### EXERCISE
Rewrite the stretch of the listing from the line containing "Could you locate every shorter" through the line containing "xmin=0 ymin=173 xmax=600 ymax=366", and switch "dark cloud" to "storm cloud" while leaving everything else the same. Give back only those lines.

### GIVEN DATA
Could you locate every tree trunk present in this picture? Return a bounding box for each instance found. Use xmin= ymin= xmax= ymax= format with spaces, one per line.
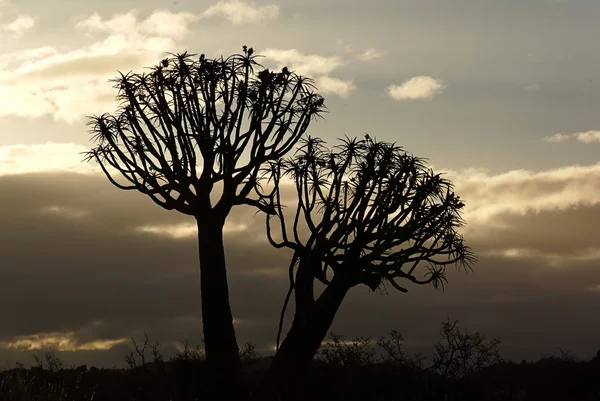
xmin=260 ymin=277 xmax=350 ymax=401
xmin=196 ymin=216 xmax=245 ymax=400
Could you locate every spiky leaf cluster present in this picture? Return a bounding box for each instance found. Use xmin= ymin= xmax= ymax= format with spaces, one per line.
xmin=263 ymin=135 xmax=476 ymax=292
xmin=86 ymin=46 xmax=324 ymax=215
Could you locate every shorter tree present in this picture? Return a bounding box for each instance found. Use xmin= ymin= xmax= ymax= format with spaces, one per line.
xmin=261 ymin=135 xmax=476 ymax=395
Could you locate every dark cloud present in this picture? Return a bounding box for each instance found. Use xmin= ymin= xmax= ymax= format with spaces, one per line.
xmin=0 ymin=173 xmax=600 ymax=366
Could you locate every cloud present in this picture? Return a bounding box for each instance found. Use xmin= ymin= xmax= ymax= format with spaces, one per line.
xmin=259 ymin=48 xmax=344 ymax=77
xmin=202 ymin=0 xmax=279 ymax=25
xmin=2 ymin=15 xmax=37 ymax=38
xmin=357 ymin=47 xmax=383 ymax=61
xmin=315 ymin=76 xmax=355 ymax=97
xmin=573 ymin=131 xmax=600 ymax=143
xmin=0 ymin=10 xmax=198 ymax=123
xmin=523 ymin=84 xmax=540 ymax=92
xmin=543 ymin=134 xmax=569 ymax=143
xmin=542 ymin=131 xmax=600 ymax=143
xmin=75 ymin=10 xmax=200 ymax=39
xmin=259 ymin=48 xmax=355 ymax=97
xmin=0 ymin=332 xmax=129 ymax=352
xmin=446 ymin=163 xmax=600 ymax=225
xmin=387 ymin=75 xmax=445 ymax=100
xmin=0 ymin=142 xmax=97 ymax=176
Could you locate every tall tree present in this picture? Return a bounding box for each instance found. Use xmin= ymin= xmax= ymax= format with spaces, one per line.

* * *

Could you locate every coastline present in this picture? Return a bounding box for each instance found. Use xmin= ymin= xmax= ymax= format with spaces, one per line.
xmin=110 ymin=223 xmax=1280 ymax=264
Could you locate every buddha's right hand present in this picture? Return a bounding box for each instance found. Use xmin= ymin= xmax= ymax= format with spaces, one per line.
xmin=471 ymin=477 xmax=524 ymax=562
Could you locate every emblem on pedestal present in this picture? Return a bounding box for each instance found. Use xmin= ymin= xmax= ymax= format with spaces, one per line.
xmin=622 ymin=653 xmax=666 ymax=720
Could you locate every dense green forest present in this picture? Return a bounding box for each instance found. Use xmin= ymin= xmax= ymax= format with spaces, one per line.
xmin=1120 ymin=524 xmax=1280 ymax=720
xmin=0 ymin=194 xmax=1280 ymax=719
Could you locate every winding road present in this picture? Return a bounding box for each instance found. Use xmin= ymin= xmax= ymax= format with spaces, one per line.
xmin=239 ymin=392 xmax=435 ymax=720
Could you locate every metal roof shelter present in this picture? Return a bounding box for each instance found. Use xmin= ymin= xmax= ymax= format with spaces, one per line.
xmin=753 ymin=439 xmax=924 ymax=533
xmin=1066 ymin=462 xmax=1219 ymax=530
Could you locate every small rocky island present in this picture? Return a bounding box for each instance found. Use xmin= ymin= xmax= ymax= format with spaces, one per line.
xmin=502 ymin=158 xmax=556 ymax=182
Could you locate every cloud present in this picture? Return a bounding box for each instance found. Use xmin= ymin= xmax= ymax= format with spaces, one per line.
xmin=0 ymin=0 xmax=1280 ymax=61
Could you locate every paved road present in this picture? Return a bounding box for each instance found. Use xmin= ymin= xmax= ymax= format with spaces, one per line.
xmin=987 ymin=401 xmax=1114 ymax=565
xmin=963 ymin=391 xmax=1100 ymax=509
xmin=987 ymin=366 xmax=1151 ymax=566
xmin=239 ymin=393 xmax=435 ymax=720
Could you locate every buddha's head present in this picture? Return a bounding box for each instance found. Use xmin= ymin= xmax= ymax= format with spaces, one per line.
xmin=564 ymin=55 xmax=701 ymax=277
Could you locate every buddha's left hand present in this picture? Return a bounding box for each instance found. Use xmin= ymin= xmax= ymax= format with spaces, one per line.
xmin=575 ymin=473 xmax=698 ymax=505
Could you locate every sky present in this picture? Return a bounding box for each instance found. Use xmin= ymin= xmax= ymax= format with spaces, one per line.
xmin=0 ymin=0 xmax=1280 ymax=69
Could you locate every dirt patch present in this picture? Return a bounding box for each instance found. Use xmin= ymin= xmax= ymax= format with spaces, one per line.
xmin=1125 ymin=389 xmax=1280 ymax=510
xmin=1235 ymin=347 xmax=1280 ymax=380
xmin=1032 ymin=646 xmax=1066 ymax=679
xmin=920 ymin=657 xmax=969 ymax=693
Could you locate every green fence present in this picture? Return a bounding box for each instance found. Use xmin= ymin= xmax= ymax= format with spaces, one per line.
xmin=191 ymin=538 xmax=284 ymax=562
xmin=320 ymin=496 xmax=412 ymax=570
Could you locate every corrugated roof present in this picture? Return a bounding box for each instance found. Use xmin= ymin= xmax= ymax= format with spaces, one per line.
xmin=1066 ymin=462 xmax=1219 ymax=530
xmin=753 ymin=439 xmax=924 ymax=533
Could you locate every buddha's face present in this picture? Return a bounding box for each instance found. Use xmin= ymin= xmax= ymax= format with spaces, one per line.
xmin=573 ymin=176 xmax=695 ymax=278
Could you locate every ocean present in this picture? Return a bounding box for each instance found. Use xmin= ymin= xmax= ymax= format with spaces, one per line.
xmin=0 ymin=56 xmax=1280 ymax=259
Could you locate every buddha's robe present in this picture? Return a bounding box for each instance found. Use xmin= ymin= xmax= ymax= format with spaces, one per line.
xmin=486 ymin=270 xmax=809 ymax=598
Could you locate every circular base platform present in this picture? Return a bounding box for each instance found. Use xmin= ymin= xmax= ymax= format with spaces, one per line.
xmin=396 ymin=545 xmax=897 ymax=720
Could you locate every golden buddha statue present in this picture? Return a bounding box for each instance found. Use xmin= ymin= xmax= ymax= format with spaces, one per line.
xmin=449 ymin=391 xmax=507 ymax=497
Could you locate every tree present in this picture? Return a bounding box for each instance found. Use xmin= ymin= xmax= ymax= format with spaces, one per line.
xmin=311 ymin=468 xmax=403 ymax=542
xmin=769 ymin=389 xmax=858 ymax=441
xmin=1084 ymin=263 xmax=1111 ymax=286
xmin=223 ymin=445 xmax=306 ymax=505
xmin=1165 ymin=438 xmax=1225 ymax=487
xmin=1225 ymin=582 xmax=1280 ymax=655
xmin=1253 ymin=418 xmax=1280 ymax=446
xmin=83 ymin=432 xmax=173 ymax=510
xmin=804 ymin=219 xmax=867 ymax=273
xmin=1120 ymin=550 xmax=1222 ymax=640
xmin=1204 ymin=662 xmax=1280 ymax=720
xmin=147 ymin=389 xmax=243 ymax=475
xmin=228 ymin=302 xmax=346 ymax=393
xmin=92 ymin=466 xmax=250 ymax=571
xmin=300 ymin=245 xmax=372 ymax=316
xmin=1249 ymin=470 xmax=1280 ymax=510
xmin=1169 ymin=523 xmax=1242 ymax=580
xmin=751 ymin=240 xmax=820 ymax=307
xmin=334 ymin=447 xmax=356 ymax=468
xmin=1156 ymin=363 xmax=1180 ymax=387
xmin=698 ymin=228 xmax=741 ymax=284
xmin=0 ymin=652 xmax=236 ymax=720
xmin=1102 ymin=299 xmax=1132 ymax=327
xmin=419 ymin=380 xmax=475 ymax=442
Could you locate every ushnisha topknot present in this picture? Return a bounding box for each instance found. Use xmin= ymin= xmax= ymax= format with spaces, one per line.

### THE SOLUTION
Could you locate every shorter tree present in this picture? Return a bounding box for each instance found. Use xmin= ymin= xmax= ymax= format with spaces, one per line.
xmin=261 ymin=135 xmax=476 ymax=395
Could you locate every storm cloud present in this picture? Return a bounding box for each instance found. Use xmin= ymin= xmax= ymax= format with spaces, one per line.
xmin=0 ymin=173 xmax=600 ymax=366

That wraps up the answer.